- [Labeled area outline records]:
--------
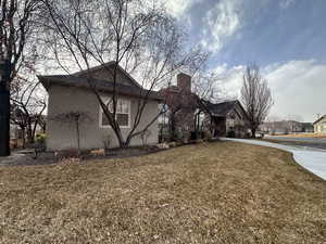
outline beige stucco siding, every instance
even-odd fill
[[[326,133],[326,117],[314,124],[314,131],[316,133]]]
[[[87,89],[75,87],[52,86],[49,92],[49,108],[48,108],[48,141],[47,147],[50,151],[76,149],[76,130],[75,126],[68,123],[60,123],[55,119],[55,115],[68,112],[85,112],[90,117],[90,121],[84,121],[80,125],[80,147],[82,149],[99,149],[104,146],[104,140],[109,137],[111,146],[117,146],[117,140],[111,128],[101,128],[100,106],[97,98]],[[103,94],[105,97],[110,94]],[[123,99],[130,101],[130,119],[131,123],[137,112],[137,98],[124,97]],[[151,121],[159,113],[158,102],[150,101],[143,111],[142,119],[138,130],[142,129]],[[123,128],[123,136],[126,137],[130,128]],[[151,136],[148,138],[148,143],[158,143],[158,123],[155,121],[150,127]],[[142,143],[140,137],[131,140],[131,145],[140,145]]]

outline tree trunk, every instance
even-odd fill
[[[78,149],[78,156],[80,155],[80,134],[79,134],[79,121],[76,120],[76,133],[77,133],[77,149]]]
[[[255,128],[251,128],[251,137],[255,138]]]
[[[0,156],[10,155],[10,93],[0,91]]]
[[[34,143],[33,139],[33,130],[32,130],[32,125],[28,123],[27,125],[27,146],[30,146]]]
[[[0,156],[10,155],[10,74],[11,63],[0,64]]]

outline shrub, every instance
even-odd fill
[[[198,132],[196,130],[190,131],[190,141],[196,141],[198,139]]]
[[[236,132],[234,130],[229,130],[227,132],[226,137],[228,137],[228,138],[235,138],[236,137]]]
[[[47,142],[47,134],[46,133],[36,134],[35,143],[36,143],[36,146],[38,149],[40,149],[41,151],[45,151],[46,150],[46,142]]]

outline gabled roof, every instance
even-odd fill
[[[76,72],[76,73],[73,73],[72,75],[73,76],[82,76],[84,74],[87,74],[87,73],[93,73],[93,72],[97,72],[97,70],[100,70],[100,69],[105,69],[108,70],[108,68],[110,66],[114,66],[115,65],[115,61],[110,61],[108,63],[104,63],[104,64],[100,64],[98,66],[93,66],[89,69],[84,69],[84,70],[80,70],[80,72]],[[129,81],[131,81],[133,85],[135,85],[136,87],[139,87],[141,88],[141,86],[136,81],[136,79],[134,79],[124,68],[122,68],[120,65],[116,65],[117,69],[120,72],[122,72],[126,77],[129,78]]]
[[[317,120],[315,120],[315,121],[313,123],[313,125],[317,124],[317,123],[321,121],[323,118],[326,118],[326,115],[323,115],[322,117],[319,117]]]
[[[212,115],[221,116],[221,117],[227,116],[228,113],[230,113],[236,105],[238,105],[240,107],[240,110],[243,112],[243,114],[248,118],[248,115],[247,115],[243,106],[241,105],[241,103],[238,100],[226,101],[226,102],[215,103],[215,104],[211,103],[211,102],[206,102],[206,107],[210,110]]]
[[[218,116],[226,116],[236,105],[237,101],[228,101],[223,103],[210,103],[209,110],[212,114],[218,115]]]
[[[114,62],[109,62],[105,65],[113,65]],[[103,68],[103,66],[97,66],[92,67],[91,72],[99,70],[100,68]],[[149,91],[139,84],[133,79],[123,68],[118,66],[118,68],[131,80],[131,82],[135,82],[136,86],[128,86],[121,82],[116,82],[116,90],[120,94],[125,95],[133,95],[133,97],[143,97],[149,92],[149,99],[151,100],[161,100],[161,97],[155,91]],[[48,90],[49,87],[52,84],[61,85],[61,86],[67,86],[67,87],[79,87],[79,88],[86,88],[90,89],[89,80],[87,77],[84,77],[83,74],[87,73],[87,70],[82,70],[72,75],[52,75],[52,76],[38,76],[39,81],[42,84],[42,86]],[[96,87],[97,90],[102,92],[113,92],[114,91],[114,84],[109,80],[98,79],[98,78],[91,78],[91,85]]]

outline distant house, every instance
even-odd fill
[[[313,123],[315,133],[326,133],[326,115]]]
[[[205,116],[214,137],[243,138],[249,132],[248,115],[238,100],[222,103],[206,103],[211,116]]]
[[[116,89],[113,84],[114,62],[96,66],[89,70],[78,72],[72,75],[39,76],[39,80],[49,93],[48,125],[47,125],[47,149],[50,151],[76,149],[76,132],[74,125],[63,125],[57,121],[55,116],[83,112],[90,119],[80,125],[80,149],[105,147],[108,141],[110,146],[118,146],[118,141],[114,131],[109,125],[106,116],[99,104],[92,90],[89,88],[87,76],[89,75],[92,85],[96,86],[104,102],[110,101],[112,92],[118,91],[116,120],[120,124],[124,138],[131,130],[138,111],[138,101],[143,99],[141,94],[148,92],[122,67],[117,66]],[[111,72],[110,72],[111,70]],[[142,117],[136,131],[142,130],[159,114],[160,97],[154,91],[149,91],[148,102],[143,108]],[[110,107],[109,107],[110,110]],[[152,144],[158,142],[158,123],[153,123],[147,142]],[[130,145],[140,145],[142,140],[135,137]]]
[[[302,132],[314,132],[314,126],[312,123],[302,123]]]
--------
- [Problem to work on]: Reproduce every line of the records above without changing anything, leaving out the picture lines.

- [Exercise solution]:
outline beige stucco siding, every instance
even-odd fill
[[[326,133],[326,117],[314,124],[314,131],[316,133]]]
[[[87,89],[75,87],[52,86],[49,92],[49,108],[48,108],[48,141],[47,147],[50,151],[76,149],[76,130],[75,126],[68,123],[60,123],[55,119],[55,115],[68,112],[85,112],[90,117],[90,121],[84,121],[80,125],[80,147],[82,149],[99,149],[104,146],[104,140],[109,137],[111,146],[117,146],[117,140],[111,128],[101,128],[100,106],[97,98]],[[103,94],[105,97],[110,94]],[[123,99],[130,101],[130,119],[131,123],[137,112],[137,98],[124,97]],[[151,121],[159,113],[158,102],[150,101],[143,111],[142,119],[138,130],[142,129]],[[123,128],[123,136],[126,137],[130,128]],[[151,136],[148,138],[148,143],[158,143],[158,123],[155,121],[150,127]],[[142,143],[140,137],[131,140],[131,145],[140,145]]]

outline tree trunk, every instance
even-odd fill
[[[78,149],[78,156],[80,155],[80,134],[79,134],[79,121],[76,120],[76,133],[77,133],[77,149]]]
[[[255,128],[251,128],[251,137],[255,138]]]
[[[0,156],[10,155],[10,93],[0,91]]]
[[[34,143],[33,139],[33,130],[32,130],[32,125],[28,123],[27,125],[27,146],[30,146]]]
[[[0,156],[10,155],[10,74],[11,63],[0,64]]]

outline shrub, every instance
even-odd fill
[[[198,132],[196,130],[190,131],[190,141],[196,141],[198,139]]]
[[[236,132],[234,130],[229,130],[227,132],[226,137],[228,137],[228,138],[235,138],[236,137]]]
[[[47,142],[47,134],[46,133],[36,134],[35,143],[36,143],[36,146],[38,149],[40,149],[41,151],[45,151],[46,150],[46,142]]]

outline gabled roof, every instance
even-odd fill
[[[76,72],[76,73],[73,73],[72,75],[73,76],[82,76],[84,74],[87,74],[87,73],[93,73],[93,72],[97,72],[97,70],[100,70],[100,69],[105,69],[108,70],[108,68],[110,66],[114,66],[115,65],[115,61],[110,61],[108,63],[104,63],[104,64],[100,64],[98,66],[93,66],[89,69],[84,69],[84,70],[80,70],[80,72]],[[129,81],[131,81],[133,85],[135,85],[136,87],[139,87],[141,88],[141,86],[136,81],[136,79],[134,79],[124,68],[122,68],[120,65],[116,65],[117,69],[120,72],[122,72],[126,77],[129,78]]]
[[[317,120],[315,120],[315,121],[313,123],[313,125],[317,124],[317,123],[321,121],[323,118],[326,118],[326,115],[323,115],[322,117],[319,117]]]
[[[212,115],[221,116],[221,117],[227,116],[228,113],[230,113],[236,105],[238,105],[240,107],[240,110],[243,112],[243,114],[248,118],[248,115],[247,115],[243,106],[241,105],[241,103],[238,100],[226,101],[226,102],[215,103],[215,104],[211,103],[211,102],[206,102],[206,107],[210,110]]]
[[[218,116],[226,116],[236,105],[237,101],[228,101],[223,103],[210,103],[209,110],[212,114],[218,115]]]
[[[114,62],[109,62],[105,65],[113,65]],[[103,68],[103,66],[97,66],[92,67],[91,72],[99,70],[100,68]],[[149,91],[139,84],[133,79],[123,68],[118,66],[118,68],[131,80],[131,82],[135,82],[136,86],[128,86],[121,82],[116,82],[116,90],[120,94],[125,95],[133,95],[133,97],[143,97],[149,92],[149,99],[151,100],[161,100],[161,97],[155,91]],[[48,90],[49,87],[52,84],[61,85],[61,86],[67,86],[67,87],[79,87],[79,88],[86,88],[90,89],[89,80],[87,77],[84,77],[83,74],[87,73],[87,70],[82,70],[72,75],[52,75],[52,76],[38,76],[39,81],[42,84],[42,86]],[[96,87],[97,90],[102,92],[113,92],[114,91],[114,84],[109,80],[98,79],[98,78],[91,78],[91,85]]]

outline distant house, every instance
even-odd fill
[[[313,123],[315,133],[326,133],[326,115]]]
[[[205,116],[214,137],[243,138],[249,132],[248,115],[238,100],[222,103],[206,103],[211,116]]]
[[[116,89],[113,84],[114,62],[96,66],[89,70],[78,72],[72,75],[39,76],[39,80],[49,93],[48,125],[47,125],[47,149],[50,151],[76,149],[76,132],[74,125],[63,125],[57,121],[55,116],[83,112],[90,119],[80,125],[80,149],[105,147],[108,141],[110,146],[118,146],[118,141],[114,131],[109,125],[106,116],[99,104],[92,90],[89,88],[87,76],[89,75],[92,85],[96,86],[104,102],[110,101],[112,92],[118,91],[116,120],[120,124],[124,138],[131,130],[138,111],[138,101],[143,99],[141,94],[148,92],[122,67],[117,66]],[[111,72],[110,72],[111,70]],[[142,117],[136,131],[142,130],[159,114],[160,97],[154,91],[149,91],[148,102],[143,108]],[[110,107],[109,107],[110,110]],[[152,144],[158,142],[158,123],[153,123],[147,142]],[[130,145],[140,145],[142,140],[135,137]]]
[[[302,132],[314,132],[314,126],[312,123],[302,123]]]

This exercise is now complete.